> Testo fornito
****************************************
Il report europeo per la prevenzione del maltrattamento infantile del 2013, stima circa 18 milioni di bambini vittime di abusi sessuali, 44 milioni vittime di abuso fisico e circa 55 milioni di abuso mentale.
Frank Corrigan, co-autore con Ulrich Lanius e Sandra Paulsen del libro Neurobiologia e trattamento della dissociazione traumatica (2014) partendo dalle conseguenze neurobiologiche del trauma sul cervello ha definito un nuovo modello di cura definito Deep Brain Reorienting.
Frank Corrigan, durante la sua carriera, ha iniziato ad interessarsi ai disturbi di autolesionismo e suicidio cronico. Dopo breve tempo si è reso conto della stretta correlazione fra i traumi precoci e disturbi dissociativi.
In particolar modo, mentre i pazienti affetti da disturbi psicotici e dell’umore avevano miglioramenti nel tempo e grazie ai farmaci, i pazienti che avevano una lunga storia di traumi alle spalle non ottenevano uguali benefici.
Anche con le nuove formulazioni farmacologiche, si ottenevano risultati piuttosto deludenti persino per quello che riguarda la semplice sintomatologia.
La terapia dialettico comportamentale (DBT) si dimostrava efficace per il disturbo borderline di personalità, poneva l’accento sulle emozioni del paziente, aiutando il Dottor Corrigan ad elaborare le sue teorie, ma mancava di una vera attenzione sui traumi, mentre altre terapie avevano un approccio troppo severo, riportando l’attenzione dei pazienti sul trauma e rischiando di attivare uno stato di dissociazione grave.
La Deep Brain Reorientering (DBR) è una modalità di psicoterapia che va ad analizzare direttamente l’evento traumatico a partire dal mesencefalo, permettendo, grazie alla suddivisione in sequenze, di individuare i momenti traumatici con estrema precisione.
Questa modalità può essere particolarmente indicata soprattutto per gli eventi di shock, che spesso sono momenti molto veloci e impattanti, ma possono sfuggire facilmente con altri metodi diagnostici. Questo metodo di individuazione dell’istante del trauma può quindi essere particolarmente valido e utile per tutti quei momenti traumatici improvvisi che riguardano le relazione di attaccamento, ma anche esperienze traumatiche forti.
****************************************
> Il tuo obiettivo
Riprendi il testo sulla Deep Brain Reorienting e prosegui dopo la sua ultima frase. Le righe che seguono non hanno alcun rapporto con il testo.

Voci di dati estratti:
****************************************
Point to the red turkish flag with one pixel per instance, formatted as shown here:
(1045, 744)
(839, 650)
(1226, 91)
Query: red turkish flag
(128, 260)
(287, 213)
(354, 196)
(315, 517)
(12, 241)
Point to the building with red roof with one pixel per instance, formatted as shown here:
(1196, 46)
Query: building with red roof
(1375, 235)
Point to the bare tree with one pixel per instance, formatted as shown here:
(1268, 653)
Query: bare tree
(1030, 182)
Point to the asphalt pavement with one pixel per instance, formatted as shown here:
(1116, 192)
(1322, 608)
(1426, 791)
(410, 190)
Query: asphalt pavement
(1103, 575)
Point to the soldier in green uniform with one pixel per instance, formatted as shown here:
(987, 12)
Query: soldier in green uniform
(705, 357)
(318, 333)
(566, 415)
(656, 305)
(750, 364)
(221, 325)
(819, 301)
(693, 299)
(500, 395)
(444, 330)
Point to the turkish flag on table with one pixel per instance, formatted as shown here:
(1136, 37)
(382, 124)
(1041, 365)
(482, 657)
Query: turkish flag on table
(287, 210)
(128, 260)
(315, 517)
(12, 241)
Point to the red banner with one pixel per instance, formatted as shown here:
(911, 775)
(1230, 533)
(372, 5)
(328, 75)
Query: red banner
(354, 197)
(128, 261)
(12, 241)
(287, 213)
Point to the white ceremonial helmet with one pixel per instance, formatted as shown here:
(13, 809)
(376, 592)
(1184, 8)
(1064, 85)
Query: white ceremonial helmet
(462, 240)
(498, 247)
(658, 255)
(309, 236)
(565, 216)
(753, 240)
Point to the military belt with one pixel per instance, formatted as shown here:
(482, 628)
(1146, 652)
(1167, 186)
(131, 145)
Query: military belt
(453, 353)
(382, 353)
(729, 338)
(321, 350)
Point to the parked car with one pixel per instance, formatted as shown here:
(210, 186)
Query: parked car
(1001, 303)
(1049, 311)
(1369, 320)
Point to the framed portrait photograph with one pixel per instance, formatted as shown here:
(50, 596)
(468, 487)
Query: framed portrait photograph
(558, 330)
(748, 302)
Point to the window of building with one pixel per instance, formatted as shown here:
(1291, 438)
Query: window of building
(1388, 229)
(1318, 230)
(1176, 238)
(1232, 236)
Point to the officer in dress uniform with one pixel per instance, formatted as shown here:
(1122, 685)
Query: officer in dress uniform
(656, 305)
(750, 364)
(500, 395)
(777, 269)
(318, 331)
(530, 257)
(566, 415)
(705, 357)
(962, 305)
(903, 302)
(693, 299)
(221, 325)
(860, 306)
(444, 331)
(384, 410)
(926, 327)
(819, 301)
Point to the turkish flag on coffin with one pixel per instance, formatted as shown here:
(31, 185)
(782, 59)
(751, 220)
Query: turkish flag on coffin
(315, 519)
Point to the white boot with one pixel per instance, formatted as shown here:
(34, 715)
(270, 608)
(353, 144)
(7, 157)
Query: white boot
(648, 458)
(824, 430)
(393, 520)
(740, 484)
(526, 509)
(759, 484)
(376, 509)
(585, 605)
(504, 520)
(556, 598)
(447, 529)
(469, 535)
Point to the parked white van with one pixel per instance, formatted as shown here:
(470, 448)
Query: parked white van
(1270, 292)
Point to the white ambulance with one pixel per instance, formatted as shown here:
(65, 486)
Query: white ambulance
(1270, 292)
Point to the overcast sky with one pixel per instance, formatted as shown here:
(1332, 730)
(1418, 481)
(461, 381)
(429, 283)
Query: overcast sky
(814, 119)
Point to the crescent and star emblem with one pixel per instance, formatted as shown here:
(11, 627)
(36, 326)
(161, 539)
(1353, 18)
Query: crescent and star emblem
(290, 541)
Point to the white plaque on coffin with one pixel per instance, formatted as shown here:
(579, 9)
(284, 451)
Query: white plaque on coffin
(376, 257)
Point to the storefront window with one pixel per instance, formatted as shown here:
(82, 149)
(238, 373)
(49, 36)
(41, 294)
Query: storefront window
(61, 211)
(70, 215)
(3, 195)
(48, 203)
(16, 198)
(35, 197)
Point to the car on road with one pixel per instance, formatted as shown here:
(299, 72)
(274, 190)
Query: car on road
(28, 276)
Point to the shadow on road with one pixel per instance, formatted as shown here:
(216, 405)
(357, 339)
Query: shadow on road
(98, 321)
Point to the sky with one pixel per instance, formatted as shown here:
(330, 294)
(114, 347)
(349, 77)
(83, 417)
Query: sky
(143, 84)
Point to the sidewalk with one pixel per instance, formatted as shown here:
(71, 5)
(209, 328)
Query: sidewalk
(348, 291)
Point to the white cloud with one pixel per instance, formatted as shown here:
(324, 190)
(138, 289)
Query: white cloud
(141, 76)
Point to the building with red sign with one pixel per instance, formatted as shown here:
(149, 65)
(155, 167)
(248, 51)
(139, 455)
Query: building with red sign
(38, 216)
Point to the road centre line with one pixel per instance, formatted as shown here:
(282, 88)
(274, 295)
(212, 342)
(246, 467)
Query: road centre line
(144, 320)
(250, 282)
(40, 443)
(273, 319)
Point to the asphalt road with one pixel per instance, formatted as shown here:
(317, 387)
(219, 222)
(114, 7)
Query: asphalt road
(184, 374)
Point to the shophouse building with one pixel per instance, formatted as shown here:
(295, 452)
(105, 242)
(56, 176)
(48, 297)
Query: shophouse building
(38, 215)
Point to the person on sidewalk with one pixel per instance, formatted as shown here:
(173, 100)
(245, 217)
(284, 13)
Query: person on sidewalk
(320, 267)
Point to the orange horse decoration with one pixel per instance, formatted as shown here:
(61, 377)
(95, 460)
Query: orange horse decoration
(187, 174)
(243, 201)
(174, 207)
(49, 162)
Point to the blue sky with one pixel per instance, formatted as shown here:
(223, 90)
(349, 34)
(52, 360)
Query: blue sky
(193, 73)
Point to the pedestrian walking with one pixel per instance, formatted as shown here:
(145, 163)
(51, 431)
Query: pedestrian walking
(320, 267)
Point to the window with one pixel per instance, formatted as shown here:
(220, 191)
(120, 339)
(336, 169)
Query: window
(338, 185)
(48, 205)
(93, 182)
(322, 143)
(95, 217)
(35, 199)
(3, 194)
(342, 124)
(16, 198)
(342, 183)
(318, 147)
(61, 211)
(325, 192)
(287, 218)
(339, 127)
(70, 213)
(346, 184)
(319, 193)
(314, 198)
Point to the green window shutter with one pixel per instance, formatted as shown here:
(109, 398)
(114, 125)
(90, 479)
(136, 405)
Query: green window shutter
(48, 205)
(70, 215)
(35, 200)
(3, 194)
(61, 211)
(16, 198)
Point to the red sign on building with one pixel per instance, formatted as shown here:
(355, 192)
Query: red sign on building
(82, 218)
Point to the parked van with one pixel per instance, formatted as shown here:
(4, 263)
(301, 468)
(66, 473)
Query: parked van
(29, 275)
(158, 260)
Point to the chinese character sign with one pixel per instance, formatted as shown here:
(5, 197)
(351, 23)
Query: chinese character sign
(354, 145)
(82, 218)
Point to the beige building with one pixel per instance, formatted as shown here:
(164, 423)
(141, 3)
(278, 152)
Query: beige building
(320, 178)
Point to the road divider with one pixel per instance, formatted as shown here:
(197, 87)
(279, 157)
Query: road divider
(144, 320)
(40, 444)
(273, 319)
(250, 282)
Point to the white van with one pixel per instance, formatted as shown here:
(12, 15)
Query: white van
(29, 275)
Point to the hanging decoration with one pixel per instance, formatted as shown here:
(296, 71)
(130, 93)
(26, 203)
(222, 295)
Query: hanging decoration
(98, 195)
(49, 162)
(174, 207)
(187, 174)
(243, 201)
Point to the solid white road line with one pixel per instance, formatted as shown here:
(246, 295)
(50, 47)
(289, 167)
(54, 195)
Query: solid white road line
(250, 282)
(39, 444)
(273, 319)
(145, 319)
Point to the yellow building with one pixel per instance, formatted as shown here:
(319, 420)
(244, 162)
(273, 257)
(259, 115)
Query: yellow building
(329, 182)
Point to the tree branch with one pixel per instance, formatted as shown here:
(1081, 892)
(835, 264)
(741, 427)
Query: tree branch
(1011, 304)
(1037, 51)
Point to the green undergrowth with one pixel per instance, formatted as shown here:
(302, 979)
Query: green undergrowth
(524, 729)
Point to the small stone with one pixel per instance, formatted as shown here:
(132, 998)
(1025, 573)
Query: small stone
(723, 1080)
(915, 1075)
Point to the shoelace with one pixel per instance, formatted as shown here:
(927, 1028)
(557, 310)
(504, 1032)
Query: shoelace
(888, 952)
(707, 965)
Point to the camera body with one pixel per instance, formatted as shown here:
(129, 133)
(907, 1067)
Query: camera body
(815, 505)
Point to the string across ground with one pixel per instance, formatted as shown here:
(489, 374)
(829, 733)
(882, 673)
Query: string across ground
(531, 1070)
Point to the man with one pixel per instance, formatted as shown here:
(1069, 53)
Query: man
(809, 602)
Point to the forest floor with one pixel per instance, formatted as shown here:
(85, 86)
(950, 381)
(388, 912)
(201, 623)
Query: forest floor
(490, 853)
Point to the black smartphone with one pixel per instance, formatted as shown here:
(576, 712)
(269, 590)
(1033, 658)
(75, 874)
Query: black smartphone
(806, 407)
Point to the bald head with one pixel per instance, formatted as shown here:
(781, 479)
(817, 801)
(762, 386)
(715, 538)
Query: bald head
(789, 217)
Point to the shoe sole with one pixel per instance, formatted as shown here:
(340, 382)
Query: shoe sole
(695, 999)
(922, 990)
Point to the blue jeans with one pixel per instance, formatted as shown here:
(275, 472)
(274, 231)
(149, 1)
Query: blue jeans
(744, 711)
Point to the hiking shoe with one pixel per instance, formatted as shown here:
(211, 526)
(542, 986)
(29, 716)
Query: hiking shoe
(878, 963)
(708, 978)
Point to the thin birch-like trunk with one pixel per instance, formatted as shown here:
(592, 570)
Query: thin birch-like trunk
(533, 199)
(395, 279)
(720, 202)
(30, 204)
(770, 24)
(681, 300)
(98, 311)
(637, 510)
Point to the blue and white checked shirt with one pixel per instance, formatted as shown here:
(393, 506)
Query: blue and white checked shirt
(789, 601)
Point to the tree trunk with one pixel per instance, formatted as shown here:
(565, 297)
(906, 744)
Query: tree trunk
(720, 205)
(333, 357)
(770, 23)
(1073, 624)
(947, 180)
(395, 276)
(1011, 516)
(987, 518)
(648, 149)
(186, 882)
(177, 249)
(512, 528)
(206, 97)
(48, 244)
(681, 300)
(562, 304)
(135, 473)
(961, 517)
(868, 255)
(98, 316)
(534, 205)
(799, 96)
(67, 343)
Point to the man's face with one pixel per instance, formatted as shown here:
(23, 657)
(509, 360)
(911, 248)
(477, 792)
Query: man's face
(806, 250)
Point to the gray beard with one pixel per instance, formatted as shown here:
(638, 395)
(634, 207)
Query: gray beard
****************************************
> Risposta
In particolare può essere interessante prendere in considerazione questo tipo di trattamento quando i conflitti analizzati assieme al terapeuta non si stanno chiarendo o quando i ricordi traumatici del paziente, pur a distanza di anni, restano in grado di indurre sintomi.
Questo tipo di tecnica consente un processamento delle emozioni ad un livello molto più profondo delle metodologie tradizionali, si può dire raggiungendo la base della sofferenza dell’individuo.
Chiaramente, ogni metodo di terapia va studiato e pensato per ciascun paziente; il terapeuta esperto, infatti, valutando le problematiche in atto, stabilisce quali tecniche utilizzare, al fine di ottenere il miglior risultato di guarigione del soggetto.
Molti pazienti sono convinti che l’unico metodo per occuparsi della memoria traumatica sia l’estinzione della paura, ma la realtà è che spesso, la mera riesposizione ai ricordi degli eventi traumatici spesso porta ad un nuovo apprendimento da parte della corteccia prefrontale dell’amigdala, non avvicinandosi alle zone mesencefaliche, relative all’apprendimento affettivo e quindi quelle che più necessitano di trattamento profondo.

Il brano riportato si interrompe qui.